■ **Instructions for the task**:
Repeat the lines from the line with "Task: for the greenhouse-bench survey, tag the white plate" to the line with "Task: for the greenhouse-bench survey, tag the silver spoon" in the listing below, keeping both end lines and adding nothing.

■ **Task input**:
..............................

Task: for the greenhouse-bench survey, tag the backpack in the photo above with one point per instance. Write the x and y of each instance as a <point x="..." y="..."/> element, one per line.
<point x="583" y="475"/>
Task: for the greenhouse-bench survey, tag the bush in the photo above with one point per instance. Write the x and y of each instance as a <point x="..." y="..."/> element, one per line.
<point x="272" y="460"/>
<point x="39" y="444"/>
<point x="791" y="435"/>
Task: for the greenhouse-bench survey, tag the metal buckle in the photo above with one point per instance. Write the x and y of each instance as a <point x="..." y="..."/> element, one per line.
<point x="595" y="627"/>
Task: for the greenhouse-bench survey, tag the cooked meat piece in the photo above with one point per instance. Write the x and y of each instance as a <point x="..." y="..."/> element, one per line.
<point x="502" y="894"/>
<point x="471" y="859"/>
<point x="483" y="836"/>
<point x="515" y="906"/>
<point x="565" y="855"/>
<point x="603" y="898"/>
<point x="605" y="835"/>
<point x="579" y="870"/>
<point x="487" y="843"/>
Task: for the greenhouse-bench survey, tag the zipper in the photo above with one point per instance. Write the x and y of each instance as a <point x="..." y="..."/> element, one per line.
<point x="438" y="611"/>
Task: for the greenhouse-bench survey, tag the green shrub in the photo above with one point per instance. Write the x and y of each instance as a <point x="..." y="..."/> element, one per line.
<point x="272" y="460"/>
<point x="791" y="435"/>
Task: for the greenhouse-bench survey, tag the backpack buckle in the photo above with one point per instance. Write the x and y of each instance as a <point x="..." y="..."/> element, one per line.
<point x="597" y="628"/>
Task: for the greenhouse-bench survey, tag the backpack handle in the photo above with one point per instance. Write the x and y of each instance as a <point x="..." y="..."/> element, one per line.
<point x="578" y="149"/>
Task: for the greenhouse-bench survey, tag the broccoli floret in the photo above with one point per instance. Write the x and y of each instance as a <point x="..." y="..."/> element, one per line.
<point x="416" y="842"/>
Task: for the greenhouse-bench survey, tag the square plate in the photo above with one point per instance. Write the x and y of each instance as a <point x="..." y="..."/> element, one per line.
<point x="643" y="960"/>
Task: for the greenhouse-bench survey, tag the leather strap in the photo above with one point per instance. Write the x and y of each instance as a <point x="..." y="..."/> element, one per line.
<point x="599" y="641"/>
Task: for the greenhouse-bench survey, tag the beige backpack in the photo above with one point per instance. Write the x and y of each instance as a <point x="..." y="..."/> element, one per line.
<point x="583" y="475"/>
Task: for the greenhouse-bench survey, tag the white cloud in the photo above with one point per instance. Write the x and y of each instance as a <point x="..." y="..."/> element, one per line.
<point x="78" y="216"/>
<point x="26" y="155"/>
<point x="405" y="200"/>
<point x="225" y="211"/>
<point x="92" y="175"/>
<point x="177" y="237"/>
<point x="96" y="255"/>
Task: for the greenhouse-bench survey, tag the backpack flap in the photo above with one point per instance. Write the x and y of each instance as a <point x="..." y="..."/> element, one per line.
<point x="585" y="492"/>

..............................

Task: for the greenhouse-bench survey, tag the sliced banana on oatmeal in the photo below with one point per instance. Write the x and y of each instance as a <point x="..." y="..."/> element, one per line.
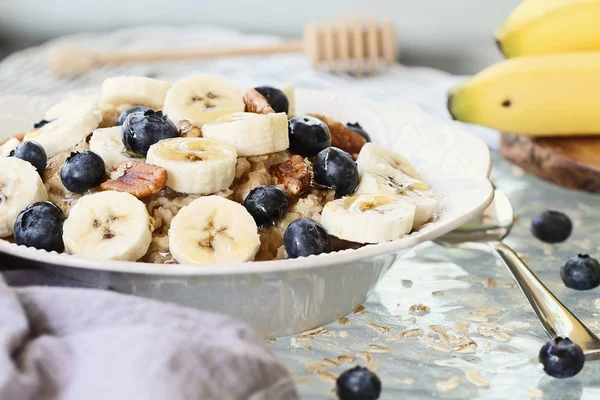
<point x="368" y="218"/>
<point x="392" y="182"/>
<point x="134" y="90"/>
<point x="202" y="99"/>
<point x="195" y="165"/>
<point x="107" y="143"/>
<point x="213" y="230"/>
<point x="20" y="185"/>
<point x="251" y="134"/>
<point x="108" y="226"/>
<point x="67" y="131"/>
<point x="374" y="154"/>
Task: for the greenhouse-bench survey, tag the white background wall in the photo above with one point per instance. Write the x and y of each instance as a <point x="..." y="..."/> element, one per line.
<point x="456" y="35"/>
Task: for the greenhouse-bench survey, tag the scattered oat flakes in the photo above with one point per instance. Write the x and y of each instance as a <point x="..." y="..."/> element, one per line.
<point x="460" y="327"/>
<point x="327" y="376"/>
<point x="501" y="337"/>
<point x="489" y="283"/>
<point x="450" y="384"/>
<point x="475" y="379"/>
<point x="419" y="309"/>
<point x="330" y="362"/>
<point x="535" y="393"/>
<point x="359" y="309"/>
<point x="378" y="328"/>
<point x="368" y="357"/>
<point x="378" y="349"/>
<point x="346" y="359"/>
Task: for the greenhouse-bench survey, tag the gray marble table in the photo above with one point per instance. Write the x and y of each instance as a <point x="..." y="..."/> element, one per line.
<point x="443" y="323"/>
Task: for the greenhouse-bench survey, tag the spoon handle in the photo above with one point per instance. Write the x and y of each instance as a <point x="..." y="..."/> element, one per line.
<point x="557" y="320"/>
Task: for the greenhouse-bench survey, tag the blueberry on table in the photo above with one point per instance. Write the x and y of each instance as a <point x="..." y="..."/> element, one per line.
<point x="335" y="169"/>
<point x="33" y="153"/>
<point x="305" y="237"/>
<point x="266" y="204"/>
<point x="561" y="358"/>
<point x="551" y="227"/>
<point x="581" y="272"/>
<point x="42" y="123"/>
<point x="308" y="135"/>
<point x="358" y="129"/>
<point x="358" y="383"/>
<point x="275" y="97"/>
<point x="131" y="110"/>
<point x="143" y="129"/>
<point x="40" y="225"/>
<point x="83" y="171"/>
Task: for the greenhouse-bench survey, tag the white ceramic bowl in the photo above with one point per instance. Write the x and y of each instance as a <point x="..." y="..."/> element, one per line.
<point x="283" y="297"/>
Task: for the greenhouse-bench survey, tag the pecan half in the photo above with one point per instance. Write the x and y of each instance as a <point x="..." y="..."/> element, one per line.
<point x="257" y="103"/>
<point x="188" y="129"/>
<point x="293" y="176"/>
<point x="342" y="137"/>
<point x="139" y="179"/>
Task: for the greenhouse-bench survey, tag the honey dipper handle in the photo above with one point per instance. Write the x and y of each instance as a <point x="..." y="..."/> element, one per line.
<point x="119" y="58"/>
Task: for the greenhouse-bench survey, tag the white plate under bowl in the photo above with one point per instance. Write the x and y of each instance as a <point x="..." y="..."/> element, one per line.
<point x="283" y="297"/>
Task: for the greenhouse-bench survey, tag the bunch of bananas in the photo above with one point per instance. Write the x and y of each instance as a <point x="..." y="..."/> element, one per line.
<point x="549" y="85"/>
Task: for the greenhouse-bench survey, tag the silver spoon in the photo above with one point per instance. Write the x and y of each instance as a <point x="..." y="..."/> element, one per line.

..............................

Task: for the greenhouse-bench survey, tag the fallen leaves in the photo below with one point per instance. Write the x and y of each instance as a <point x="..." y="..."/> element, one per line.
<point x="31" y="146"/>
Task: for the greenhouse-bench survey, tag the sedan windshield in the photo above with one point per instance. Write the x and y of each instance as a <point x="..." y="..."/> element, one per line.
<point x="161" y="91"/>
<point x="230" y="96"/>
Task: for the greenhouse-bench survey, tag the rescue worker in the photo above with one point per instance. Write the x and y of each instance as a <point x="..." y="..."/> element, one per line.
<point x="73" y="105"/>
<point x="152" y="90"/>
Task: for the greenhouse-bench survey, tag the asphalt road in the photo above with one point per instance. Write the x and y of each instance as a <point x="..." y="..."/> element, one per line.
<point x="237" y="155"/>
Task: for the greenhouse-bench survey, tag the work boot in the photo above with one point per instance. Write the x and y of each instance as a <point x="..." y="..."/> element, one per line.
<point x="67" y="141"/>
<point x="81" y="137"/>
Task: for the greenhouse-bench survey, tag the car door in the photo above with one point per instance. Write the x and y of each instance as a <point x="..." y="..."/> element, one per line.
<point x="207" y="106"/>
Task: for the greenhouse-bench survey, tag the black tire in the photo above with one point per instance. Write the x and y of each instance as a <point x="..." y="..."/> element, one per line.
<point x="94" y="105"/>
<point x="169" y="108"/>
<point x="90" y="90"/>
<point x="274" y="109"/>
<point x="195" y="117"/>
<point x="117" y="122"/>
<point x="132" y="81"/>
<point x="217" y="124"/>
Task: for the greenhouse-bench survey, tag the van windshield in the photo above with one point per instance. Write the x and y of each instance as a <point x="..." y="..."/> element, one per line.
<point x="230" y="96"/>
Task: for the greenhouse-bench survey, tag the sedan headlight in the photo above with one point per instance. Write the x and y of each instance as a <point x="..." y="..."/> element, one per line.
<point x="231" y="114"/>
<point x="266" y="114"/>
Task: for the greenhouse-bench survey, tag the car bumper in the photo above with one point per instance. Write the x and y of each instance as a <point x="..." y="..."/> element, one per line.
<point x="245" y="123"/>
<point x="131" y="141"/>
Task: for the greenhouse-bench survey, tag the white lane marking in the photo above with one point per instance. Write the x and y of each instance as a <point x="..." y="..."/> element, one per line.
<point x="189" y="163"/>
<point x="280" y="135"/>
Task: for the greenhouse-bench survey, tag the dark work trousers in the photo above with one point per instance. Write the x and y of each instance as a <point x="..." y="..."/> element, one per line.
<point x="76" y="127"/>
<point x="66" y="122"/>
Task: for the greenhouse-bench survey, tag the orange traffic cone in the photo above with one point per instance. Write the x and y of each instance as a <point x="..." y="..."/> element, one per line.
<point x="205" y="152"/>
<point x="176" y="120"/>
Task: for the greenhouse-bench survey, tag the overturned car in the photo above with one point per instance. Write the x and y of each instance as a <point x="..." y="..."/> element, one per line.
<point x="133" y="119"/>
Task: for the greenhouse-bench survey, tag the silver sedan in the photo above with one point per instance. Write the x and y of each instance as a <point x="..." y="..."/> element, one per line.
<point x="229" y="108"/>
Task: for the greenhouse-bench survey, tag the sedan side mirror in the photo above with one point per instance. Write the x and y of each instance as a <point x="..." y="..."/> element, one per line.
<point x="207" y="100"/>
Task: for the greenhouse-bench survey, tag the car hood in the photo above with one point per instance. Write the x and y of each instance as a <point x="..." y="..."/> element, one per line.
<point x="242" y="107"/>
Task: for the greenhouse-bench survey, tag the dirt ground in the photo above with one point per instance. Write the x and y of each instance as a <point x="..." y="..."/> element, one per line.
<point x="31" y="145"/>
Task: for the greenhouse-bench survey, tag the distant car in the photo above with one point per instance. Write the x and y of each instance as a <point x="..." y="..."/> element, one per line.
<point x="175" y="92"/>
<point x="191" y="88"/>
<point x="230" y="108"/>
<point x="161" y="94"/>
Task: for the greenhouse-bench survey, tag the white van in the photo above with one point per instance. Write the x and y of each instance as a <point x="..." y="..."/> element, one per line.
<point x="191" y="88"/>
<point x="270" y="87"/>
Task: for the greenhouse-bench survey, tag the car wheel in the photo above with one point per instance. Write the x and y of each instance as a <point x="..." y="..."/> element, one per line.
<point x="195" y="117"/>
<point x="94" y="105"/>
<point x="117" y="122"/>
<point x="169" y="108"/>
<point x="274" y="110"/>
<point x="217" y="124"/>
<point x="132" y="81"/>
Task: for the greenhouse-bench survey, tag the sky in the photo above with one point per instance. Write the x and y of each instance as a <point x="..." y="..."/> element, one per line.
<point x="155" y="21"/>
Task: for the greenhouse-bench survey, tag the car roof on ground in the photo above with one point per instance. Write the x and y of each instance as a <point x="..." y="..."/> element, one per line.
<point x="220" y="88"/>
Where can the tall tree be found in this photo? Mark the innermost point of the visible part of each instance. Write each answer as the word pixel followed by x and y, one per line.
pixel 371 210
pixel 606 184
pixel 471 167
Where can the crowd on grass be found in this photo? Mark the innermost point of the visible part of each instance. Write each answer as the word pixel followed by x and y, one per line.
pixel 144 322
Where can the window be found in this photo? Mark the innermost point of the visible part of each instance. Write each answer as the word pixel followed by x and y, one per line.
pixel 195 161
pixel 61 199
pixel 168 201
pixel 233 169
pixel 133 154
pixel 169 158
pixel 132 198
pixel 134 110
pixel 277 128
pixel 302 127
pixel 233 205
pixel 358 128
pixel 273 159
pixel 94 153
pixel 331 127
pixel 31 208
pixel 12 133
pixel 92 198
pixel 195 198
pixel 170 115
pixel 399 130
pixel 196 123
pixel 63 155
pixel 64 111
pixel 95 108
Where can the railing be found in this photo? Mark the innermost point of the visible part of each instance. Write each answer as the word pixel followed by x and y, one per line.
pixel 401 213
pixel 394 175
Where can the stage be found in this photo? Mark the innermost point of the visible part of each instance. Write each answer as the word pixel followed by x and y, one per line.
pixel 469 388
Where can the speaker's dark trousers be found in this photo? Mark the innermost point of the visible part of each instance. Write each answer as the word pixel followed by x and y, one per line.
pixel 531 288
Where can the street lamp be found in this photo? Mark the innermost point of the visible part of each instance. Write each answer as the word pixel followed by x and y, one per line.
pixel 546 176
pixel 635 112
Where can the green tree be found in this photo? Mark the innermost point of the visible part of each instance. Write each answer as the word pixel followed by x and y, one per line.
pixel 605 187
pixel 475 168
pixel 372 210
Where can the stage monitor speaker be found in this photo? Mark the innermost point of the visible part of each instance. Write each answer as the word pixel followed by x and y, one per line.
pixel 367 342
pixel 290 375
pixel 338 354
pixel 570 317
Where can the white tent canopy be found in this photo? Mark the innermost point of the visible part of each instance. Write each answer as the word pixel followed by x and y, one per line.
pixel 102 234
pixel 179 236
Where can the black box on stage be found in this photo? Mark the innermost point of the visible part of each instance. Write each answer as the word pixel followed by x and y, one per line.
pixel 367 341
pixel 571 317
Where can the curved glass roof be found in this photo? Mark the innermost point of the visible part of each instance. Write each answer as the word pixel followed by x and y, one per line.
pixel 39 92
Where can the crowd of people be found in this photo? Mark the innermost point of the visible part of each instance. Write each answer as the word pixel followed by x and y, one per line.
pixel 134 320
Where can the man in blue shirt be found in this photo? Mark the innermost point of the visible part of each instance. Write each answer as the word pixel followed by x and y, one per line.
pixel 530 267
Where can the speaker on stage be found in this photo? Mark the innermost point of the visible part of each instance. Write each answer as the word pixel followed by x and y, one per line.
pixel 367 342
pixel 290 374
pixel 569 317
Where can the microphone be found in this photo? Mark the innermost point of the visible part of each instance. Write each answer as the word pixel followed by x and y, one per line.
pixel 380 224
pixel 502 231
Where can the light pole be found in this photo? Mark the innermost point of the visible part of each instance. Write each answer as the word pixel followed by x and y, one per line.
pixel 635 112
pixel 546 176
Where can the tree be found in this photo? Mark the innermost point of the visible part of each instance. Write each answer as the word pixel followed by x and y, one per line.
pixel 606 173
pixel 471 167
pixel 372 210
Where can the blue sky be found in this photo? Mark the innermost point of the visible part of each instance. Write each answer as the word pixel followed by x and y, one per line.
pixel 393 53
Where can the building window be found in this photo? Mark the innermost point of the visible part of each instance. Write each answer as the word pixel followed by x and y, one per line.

..............................

■ **Exercise response**:
Task: for the greenhouse-bench survey, tag the white plate under bowl in the photo above with one point per instance. Write the x and y of each instance as a <point x="..." y="..."/> element, one per line.
<point x="283" y="297"/>
Task: for the greenhouse-bench survey, tag the bunch of bananas in the photo above with one point per instance. Write the x and y of each instance as a <point x="..." y="..."/> element, one per line.
<point x="549" y="85"/>
Task: for the greenhouse-bench survey, tag the silver spoon in the photo above with one point per instance. Write the x and y of each instance as a <point x="..." y="..."/> element, one per line.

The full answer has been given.